**MATERIAL SHOWN**
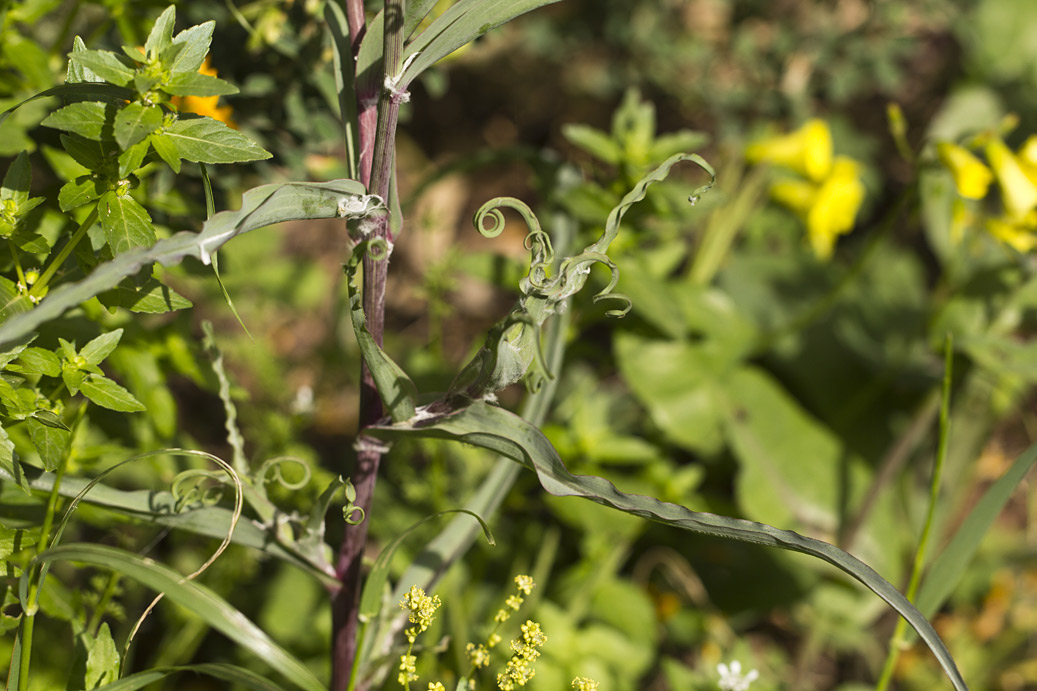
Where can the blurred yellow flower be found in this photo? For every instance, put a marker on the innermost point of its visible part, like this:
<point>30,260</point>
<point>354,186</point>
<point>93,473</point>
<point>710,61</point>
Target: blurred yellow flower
<point>208,106</point>
<point>972,177</point>
<point>1018,187</point>
<point>828,209</point>
<point>808,150</point>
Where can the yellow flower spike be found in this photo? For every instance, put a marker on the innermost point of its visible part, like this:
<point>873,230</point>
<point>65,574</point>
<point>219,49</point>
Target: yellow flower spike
<point>1020,236</point>
<point>835,206</point>
<point>1017,191</point>
<point>972,177</point>
<point>808,150</point>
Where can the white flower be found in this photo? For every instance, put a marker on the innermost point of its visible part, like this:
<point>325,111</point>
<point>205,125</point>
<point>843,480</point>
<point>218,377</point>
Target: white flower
<point>731,679</point>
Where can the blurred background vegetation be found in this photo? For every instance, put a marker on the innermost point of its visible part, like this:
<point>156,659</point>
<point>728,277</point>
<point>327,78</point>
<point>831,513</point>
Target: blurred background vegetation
<point>750,379</point>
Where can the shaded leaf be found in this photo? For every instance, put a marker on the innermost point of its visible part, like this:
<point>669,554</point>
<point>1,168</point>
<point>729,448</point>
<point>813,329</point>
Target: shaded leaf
<point>108,394</point>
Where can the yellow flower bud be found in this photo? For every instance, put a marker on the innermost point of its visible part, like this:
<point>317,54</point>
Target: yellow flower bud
<point>972,177</point>
<point>808,150</point>
<point>1017,191</point>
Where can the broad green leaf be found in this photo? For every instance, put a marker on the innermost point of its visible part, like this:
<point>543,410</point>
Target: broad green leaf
<point>947,570</point>
<point>105,64</point>
<point>150,298</point>
<point>103,659</point>
<point>464,22</point>
<point>51,442</point>
<point>107,393</point>
<point>236,675</point>
<point>135,121</point>
<point>127,224</point>
<point>86,90</point>
<point>166,148</point>
<point>189,49</point>
<point>37,361</point>
<point>99,349</point>
<point>205,140</point>
<point>193,597</point>
<point>80,191</point>
<point>17,181</point>
<point>508,435</point>
<point>193,83</point>
<point>87,118</point>
<point>260,206</point>
<point>162,32</point>
<point>9,464</point>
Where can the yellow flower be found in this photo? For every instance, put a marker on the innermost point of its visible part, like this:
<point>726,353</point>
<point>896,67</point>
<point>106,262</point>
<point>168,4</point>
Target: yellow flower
<point>808,150</point>
<point>207,106</point>
<point>972,177</point>
<point>1018,190</point>
<point>828,209</point>
<point>1019,235</point>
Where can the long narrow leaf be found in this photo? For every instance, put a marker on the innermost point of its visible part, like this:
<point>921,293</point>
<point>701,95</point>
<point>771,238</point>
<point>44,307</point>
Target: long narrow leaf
<point>203,603</point>
<point>260,206</point>
<point>512,437</point>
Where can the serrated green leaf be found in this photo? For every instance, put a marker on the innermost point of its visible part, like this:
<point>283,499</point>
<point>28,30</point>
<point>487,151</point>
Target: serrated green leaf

**OBJECTIVE**
Rewrite all of the rows above, replacing "innermost point" with "central point" and keeping everything else the same. Omit the pictures.

**RESPONSE TO THE TASK**
Where can the blurred yellow flower be found in this photo? For every instance, put a marker on the central point of its visible part, like this:
<point>30,260</point>
<point>354,186</point>
<point>93,473</point>
<point>710,61</point>
Target: blurred yellow flower
<point>208,106</point>
<point>972,177</point>
<point>1018,187</point>
<point>828,209</point>
<point>808,150</point>
Where can the yellow flower spike be found in this photo? For every instance, put a marker on the central point of its visible part, like this:
<point>873,230</point>
<point>65,574</point>
<point>219,49</point>
Target: yellow flower spike
<point>1020,236</point>
<point>835,206</point>
<point>1017,191</point>
<point>972,177</point>
<point>808,150</point>
Where can the white flower be found in this photo? For every instance, put a marker on the central point of its visible part, like this:
<point>325,111</point>
<point>205,125</point>
<point>843,480</point>
<point>218,377</point>
Target: white flower
<point>731,679</point>
Where can the blurred background vegetation be found in this photo? For every instance, put a marker on the central point of its visible part, like this:
<point>156,659</point>
<point>728,277</point>
<point>327,78</point>
<point>831,513</point>
Target: blurred background vegetation
<point>750,379</point>
Where can the shaded leaf be found in this photo? For every instance, put a marker on the central point of its visible part, like this:
<point>669,554</point>
<point>1,168</point>
<point>729,448</point>
<point>813,329</point>
Target: shaded leaf
<point>108,394</point>
Where can the yellow flower bud be found in this photo? For every instance, put a marker on the central point of its visible part, like this:
<point>317,54</point>
Target: yellow flower bud
<point>972,177</point>
<point>808,150</point>
<point>1017,191</point>
Where can the broad green leaf be found in this photo? For every instance, put a marker on the central point of its visible part, like this:
<point>543,410</point>
Target: broad green leaf
<point>947,570</point>
<point>105,64</point>
<point>150,298</point>
<point>103,659</point>
<point>464,22</point>
<point>51,442</point>
<point>107,393</point>
<point>236,675</point>
<point>135,121</point>
<point>127,224</point>
<point>86,90</point>
<point>166,148</point>
<point>189,49</point>
<point>37,361</point>
<point>99,349</point>
<point>205,140</point>
<point>193,597</point>
<point>80,191</point>
<point>17,181</point>
<point>508,435</point>
<point>193,83</point>
<point>87,118</point>
<point>260,206</point>
<point>162,32</point>
<point>9,464</point>
Where can the yellow flower be found in this photo? For every instance, put a marker on the central point of its visible part, like this:
<point>726,353</point>
<point>896,67</point>
<point>106,262</point>
<point>168,4</point>
Target: yellow flower
<point>808,150</point>
<point>207,106</point>
<point>972,177</point>
<point>1018,190</point>
<point>828,209</point>
<point>1019,235</point>
Where can the long narrow leaf be found in this photo? For every instance, put a marker on the central point of its visible part, like this:
<point>921,293</point>
<point>701,95</point>
<point>771,238</point>
<point>44,307</point>
Target: long narrow leaf
<point>203,603</point>
<point>260,206</point>
<point>512,437</point>
Where can the serrated green leaf be found in this photo? For every instance, put a marker on the central point of its visible part, like this:
<point>283,499</point>
<point>28,30</point>
<point>487,151</point>
Target: serrated green leaf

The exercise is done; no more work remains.